- Problem to solve: Render the rows as a Markdown table with the columns Number and Text, one row per line and no blank lines. Begin at the line that contains "Find every instance of the black nose" and stop after the line that contains "x=263 y=380".

[Object point labels]
:::
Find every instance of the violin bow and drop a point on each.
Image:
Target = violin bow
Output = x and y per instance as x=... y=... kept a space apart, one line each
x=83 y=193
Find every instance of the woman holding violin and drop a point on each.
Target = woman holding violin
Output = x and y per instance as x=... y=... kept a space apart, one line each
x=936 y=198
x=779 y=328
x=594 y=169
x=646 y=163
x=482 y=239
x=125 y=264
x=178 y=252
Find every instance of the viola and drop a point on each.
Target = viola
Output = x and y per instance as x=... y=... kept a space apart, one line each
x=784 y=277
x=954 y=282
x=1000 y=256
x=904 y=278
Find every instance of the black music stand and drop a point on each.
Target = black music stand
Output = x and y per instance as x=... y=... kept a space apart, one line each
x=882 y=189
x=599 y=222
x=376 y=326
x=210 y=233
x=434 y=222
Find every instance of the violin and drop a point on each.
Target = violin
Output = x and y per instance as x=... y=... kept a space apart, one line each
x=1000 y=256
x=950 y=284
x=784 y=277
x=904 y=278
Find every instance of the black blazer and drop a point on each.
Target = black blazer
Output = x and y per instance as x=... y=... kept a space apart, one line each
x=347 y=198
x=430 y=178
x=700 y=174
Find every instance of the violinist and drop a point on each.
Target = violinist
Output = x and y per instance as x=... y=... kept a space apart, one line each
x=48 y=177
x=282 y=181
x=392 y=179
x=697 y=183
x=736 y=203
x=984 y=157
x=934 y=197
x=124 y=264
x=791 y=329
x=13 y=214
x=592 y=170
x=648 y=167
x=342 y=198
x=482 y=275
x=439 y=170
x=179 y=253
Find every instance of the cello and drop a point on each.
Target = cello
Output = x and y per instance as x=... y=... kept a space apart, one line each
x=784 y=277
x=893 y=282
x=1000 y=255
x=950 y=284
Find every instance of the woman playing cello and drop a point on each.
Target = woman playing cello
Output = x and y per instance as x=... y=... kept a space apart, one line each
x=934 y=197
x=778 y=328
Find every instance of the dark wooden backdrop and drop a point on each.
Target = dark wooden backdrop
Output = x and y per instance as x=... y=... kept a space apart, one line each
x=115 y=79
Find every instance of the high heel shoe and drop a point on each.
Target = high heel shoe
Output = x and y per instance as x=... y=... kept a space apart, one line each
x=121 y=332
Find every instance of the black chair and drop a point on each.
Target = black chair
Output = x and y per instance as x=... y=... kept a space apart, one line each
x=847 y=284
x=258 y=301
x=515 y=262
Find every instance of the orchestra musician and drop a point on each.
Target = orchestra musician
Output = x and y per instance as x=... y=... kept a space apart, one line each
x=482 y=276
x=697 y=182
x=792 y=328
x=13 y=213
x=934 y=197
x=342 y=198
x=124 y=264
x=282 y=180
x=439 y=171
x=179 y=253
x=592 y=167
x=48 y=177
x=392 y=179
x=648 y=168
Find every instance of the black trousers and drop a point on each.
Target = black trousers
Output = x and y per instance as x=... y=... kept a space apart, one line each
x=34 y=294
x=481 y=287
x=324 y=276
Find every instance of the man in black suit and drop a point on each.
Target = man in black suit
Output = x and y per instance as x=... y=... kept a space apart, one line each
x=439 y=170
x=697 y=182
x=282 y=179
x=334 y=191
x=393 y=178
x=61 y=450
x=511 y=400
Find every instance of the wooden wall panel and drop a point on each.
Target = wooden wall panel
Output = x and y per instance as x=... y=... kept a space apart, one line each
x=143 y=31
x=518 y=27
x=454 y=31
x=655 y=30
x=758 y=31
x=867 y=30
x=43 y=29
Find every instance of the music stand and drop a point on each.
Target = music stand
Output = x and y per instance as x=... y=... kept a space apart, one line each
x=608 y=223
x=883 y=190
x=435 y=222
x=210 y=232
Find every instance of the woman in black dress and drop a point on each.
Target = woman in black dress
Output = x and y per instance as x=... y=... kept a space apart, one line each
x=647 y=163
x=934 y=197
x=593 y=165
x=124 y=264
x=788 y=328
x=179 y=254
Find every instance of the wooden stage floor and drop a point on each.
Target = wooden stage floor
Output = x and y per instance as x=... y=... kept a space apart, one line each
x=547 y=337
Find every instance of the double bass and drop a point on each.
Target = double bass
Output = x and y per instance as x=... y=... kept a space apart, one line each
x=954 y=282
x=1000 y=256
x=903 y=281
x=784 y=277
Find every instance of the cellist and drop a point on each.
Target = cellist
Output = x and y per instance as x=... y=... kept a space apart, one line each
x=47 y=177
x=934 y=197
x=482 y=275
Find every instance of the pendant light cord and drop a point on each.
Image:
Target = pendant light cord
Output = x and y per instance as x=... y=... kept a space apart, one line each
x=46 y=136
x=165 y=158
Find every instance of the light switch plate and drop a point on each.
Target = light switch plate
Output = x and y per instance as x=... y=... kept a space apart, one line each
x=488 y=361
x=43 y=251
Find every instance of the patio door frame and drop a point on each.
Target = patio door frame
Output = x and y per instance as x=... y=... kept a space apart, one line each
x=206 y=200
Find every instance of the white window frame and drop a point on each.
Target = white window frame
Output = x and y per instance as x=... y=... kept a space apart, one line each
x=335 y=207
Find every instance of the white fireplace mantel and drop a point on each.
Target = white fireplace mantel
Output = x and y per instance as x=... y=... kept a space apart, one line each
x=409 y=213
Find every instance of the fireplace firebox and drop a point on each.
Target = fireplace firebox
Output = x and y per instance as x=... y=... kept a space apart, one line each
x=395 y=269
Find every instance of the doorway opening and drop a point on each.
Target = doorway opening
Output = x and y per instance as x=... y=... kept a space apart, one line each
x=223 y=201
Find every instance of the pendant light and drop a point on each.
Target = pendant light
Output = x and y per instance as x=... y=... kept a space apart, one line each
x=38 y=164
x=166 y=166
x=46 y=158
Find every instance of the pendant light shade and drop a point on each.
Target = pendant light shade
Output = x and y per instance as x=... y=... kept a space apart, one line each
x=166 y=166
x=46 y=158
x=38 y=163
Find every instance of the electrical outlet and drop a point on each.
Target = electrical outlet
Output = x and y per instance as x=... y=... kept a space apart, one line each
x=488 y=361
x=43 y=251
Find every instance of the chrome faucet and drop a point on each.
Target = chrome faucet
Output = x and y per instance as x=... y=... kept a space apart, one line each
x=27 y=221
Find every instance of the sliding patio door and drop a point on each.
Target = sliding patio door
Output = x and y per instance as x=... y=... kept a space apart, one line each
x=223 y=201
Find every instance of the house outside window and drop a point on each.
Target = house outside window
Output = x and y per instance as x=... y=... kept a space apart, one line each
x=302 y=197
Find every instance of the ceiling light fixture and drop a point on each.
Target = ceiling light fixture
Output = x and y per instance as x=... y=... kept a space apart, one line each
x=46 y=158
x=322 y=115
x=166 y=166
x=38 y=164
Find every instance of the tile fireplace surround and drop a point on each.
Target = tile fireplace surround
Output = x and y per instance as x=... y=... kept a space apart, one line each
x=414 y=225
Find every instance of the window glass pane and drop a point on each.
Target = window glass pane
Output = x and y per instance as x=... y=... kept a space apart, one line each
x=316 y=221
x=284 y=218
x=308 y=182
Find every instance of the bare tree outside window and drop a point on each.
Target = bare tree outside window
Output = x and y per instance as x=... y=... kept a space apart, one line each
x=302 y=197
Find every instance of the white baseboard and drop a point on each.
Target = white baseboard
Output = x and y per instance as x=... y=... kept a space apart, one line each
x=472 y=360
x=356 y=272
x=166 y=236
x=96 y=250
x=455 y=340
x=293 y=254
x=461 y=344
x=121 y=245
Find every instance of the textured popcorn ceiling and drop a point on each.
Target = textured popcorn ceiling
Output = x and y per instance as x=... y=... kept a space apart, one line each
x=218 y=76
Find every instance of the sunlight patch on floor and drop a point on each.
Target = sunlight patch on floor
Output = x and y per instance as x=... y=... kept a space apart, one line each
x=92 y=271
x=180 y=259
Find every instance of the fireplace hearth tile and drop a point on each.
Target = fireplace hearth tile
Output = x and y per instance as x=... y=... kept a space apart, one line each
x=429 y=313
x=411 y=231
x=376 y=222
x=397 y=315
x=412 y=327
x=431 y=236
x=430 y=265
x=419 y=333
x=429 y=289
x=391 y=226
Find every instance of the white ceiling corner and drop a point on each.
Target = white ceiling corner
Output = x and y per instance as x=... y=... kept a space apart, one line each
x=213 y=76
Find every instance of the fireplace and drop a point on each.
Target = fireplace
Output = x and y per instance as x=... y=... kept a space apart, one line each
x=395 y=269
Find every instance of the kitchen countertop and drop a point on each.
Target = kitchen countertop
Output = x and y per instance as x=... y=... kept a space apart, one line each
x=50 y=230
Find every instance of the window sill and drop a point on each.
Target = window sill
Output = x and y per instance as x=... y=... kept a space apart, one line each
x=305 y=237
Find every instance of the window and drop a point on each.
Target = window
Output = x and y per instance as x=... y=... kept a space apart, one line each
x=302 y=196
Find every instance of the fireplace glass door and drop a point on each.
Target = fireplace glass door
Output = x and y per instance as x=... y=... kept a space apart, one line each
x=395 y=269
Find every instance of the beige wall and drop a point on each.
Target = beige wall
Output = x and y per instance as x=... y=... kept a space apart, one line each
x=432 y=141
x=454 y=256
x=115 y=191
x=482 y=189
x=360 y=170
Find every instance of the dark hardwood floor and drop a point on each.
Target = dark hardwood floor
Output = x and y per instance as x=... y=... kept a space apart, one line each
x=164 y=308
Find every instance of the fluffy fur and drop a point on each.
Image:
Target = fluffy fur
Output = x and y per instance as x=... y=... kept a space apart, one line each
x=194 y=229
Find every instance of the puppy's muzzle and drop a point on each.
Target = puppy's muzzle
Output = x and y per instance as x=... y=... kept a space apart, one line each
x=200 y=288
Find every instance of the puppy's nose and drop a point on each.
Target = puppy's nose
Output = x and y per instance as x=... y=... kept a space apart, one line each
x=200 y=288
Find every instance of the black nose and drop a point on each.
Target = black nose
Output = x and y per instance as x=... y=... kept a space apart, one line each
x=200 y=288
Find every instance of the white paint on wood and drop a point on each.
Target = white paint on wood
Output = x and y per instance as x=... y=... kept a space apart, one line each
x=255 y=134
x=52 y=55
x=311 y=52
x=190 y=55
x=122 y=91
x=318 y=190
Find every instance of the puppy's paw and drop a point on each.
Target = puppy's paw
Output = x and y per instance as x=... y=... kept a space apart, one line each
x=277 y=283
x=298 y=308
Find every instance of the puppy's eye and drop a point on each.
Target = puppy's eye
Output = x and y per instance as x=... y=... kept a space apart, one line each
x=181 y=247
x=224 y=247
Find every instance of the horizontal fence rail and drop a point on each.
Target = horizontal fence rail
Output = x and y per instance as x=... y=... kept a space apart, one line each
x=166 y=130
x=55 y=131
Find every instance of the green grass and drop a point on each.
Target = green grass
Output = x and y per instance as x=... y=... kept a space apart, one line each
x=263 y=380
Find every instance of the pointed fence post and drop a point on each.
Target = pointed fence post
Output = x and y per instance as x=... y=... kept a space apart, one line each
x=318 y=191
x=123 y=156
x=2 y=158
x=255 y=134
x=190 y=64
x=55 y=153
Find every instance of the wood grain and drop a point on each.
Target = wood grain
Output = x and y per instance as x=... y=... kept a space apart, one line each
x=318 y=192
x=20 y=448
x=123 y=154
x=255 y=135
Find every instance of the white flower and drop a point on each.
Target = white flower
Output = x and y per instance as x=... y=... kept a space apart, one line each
:::
- The result:
| Number | Text |
|---|---|
| 1 | Find every instance of the black nose and drop a point on each. |
| 2 | Target = black nose |
| 3 | Output = x and y per instance as x=... y=... kept a space apart, one line each |
| 4 | x=200 y=288 |
| 5 | Find every instance of the white paint on wood and drop a point on each. |
| 6 | Target = white paint on wood |
| 7 | Output = x and y per instance as x=... y=... kept a space apart, one line each |
| 8 | x=255 y=134 |
| 9 | x=52 y=55 |
| 10 | x=311 y=52 |
| 11 | x=190 y=55 |
| 12 | x=122 y=91 |
| 13 | x=318 y=190 |
| 14 | Find every instance of the puppy's paw and drop a point on each. |
| 15 | Target = puppy's paw |
| 16 | Output = x and y per instance as x=... y=... kept a space apart, one line each |
| 17 | x=277 y=283 |
| 18 | x=298 y=308 |
| 19 | Find every instance of the puppy's eye and drop a point on each. |
| 20 | Target = puppy's eye |
| 21 | Output = x and y per instance as x=... y=... kept a space apart, one line each |
| 22 | x=181 y=247 |
| 23 | x=224 y=247 |
| 24 | Find every instance of the horizontal fence rail and drop a point on each. |
| 25 | Target = horizontal fence rail |
| 26 | Output = x and y per instance as x=... y=... kept a space apart, one line each |
| 27 | x=166 y=130 |
| 28 | x=55 y=131 |
| 29 | Find every instance of the green grass and drop a point on each. |
| 30 | Target = green grass |
| 31 | Output = x and y per instance as x=... y=... kept a space apart, one line each |
| 32 | x=263 y=380 |